### [Material shown]
....

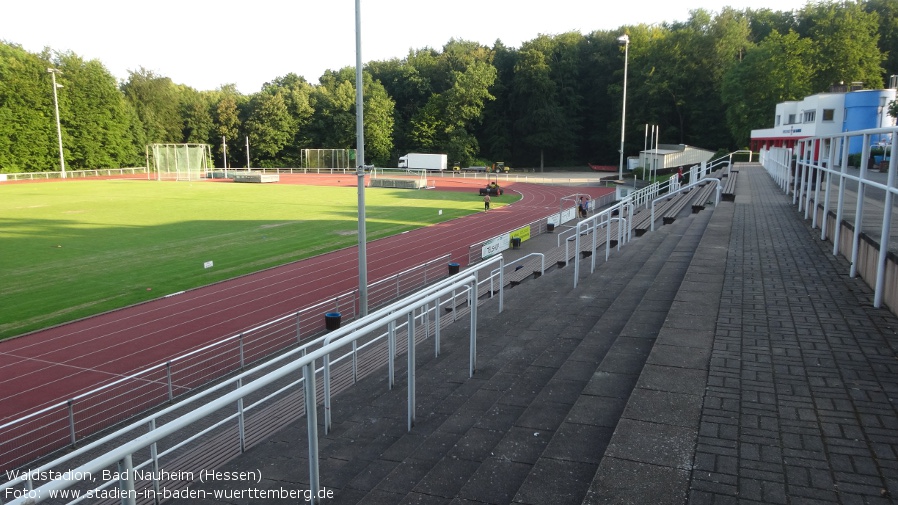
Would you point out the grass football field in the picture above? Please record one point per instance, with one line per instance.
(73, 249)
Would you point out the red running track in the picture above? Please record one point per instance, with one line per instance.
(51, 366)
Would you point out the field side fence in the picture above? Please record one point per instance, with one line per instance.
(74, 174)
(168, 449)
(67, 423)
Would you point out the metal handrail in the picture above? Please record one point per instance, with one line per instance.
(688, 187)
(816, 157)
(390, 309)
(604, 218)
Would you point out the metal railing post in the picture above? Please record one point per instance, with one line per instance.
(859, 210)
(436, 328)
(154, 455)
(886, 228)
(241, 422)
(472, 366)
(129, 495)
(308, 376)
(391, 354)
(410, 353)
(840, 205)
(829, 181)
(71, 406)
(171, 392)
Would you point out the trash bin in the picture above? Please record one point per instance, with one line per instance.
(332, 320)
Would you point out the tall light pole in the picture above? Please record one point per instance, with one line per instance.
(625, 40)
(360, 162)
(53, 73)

....

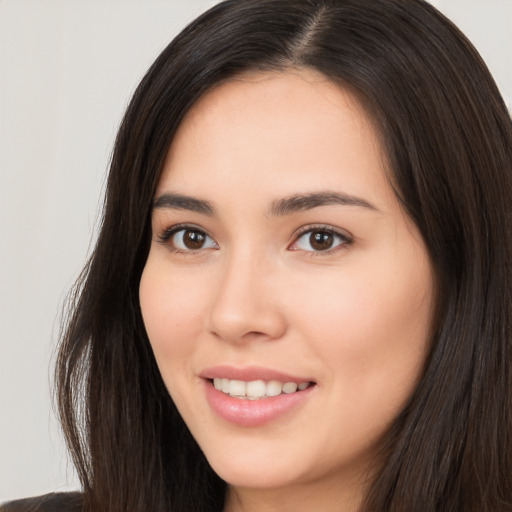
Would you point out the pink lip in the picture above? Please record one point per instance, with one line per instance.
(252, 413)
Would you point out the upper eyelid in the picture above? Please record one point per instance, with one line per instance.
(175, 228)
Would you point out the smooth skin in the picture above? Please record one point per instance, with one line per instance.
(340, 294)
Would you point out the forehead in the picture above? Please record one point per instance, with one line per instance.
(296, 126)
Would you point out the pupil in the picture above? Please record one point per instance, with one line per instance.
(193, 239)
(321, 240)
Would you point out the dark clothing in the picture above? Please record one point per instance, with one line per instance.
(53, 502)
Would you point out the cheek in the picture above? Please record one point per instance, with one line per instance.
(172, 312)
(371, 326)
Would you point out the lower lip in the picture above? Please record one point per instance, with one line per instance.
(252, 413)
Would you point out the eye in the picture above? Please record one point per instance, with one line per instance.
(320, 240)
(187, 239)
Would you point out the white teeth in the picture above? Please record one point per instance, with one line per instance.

....

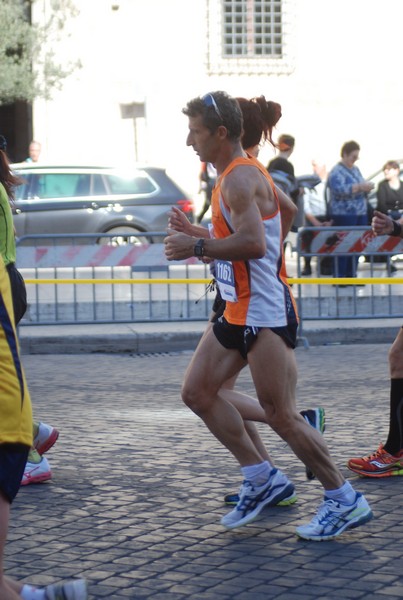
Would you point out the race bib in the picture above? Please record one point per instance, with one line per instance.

....

### [Task objective]
Once you find the line with "Would you point out the dark" above, print it and every line after it up to and including the line with "Would you point out the white", exactly as written and nothing else.

### [Response for this exercise]
Would you point out the dark clothing in the picture above? Please record one point per instance, with one line per instance.
(53, 502)
Would you point out the cheek in the picture above? Please record one point per instance, with one line per instance.
(172, 312)
(371, 326)
Would you point out the lower lip in the picture above? Please record one point per instance, with one line per instance.
(252, 413)
Would you point out the eye in the picture above? Please record one point per instance, with one line per instance.
(320, 240)
(187, 239)
Would you point out the white teeth in the picture above? Please record one point per instance, with one line per instance.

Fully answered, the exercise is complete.